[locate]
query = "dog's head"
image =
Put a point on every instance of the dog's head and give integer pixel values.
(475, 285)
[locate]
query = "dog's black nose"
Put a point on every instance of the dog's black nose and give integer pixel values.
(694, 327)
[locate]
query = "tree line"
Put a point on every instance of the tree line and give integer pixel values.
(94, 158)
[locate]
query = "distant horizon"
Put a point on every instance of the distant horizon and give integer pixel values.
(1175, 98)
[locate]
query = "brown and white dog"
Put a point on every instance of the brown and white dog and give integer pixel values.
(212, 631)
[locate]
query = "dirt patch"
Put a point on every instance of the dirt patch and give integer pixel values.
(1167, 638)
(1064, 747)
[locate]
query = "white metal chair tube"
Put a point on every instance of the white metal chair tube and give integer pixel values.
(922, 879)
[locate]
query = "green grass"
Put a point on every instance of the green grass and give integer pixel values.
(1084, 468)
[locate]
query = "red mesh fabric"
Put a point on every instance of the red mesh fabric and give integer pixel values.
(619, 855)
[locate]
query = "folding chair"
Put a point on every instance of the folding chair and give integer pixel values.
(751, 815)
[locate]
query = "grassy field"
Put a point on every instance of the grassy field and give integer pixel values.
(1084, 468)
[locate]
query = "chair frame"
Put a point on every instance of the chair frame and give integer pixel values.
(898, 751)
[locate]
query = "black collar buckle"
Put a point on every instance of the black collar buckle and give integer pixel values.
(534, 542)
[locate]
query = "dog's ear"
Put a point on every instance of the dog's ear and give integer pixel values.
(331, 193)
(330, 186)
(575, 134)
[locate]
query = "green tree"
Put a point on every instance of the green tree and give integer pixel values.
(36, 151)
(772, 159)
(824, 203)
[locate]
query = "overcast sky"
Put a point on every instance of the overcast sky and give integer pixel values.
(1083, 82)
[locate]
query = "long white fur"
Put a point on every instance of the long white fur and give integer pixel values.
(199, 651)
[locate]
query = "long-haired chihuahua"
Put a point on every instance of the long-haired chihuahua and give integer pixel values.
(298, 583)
┄┄┄┄┄┄
### TASK DIRECTIONS
Output all of the data above without any alteration.

### EXERCISE RESULT
[locate]
query = "dog's head"
image =
Put a point on every instance of the dog's head and give integer pixel values.
(475, 285)
[locate]
query = "dog's black nose"
Put a point on every instance of the dog's black nose and give integer pixel values.
(694, 327)
[locate]
query = "tree line"
Put a point on every instance of the tree line and give integer pixel values.
(94, 158)
[locate]
query = "distant horizon"
Put a point on every instance of the distant horizon and give integer pixel values.
(1175, 98)
[locate]
query = "brown and white dog"
Put a point on every instance of the brown and white dog and give integer pixel values.
(212, 631)
[locate]
query = "dirt patch"
Put a point on every instance of the dirt patch and give integer pixel values.
(1167, 638)
(1064, 747)
[locate]
query = "white metal chair tube"
Put a point on every instance of the white metal chair tube and give integer pixel values.
(922, 879)
[locate]
query = "green grass"
Put a point on every instance of the green grass and give integer pixel values.
(1084, 468)
[locate]
query = "red mesh fabric"
Put a point on every instance of the red mesh fabric and give integer pixel values.
(619, 855)
[locate]
query = "folding chair"
Put a point on every instance of the folding chair and give integer pixel values.
(751, 815)
[locate]
query = "grassy field"
Put a point on every instance of the grassy field and give integer pixel values.
(1084, 468)
[locate]
query = "chair frame"
Put a point on every instance of the chair frame and give integer pixel values.
(898, 751)
[locate]
query = "black collar buckle"
Put a point on every instance of the black collar buckle and give integer pixel values.
(534, 542)
[locate]
query = "dog's ear"
Put a point on every instance of the dog's ear and give integer pixel values.
(331, 193)
(330, 186)
(575, 134)
[locate]
query = "green tree"
Put a point on every instance of the green tree and give integer pixel values.
(36, 151)
(772, 159)
(824, 203)
[locate]
query = "overcast sky"
Put a point on every instance of the overcast sky and give integer pixel values.
(1083, 82)
[locate]
query = "long white fur"
Put a point on every instance of the long white fur and give integer pixel values.
(199, 651)
[locate]
query = "long-haired chihuahua"
Put a point on every instance of the long-haired chihuahua and give integer pixel values.
(298, 583)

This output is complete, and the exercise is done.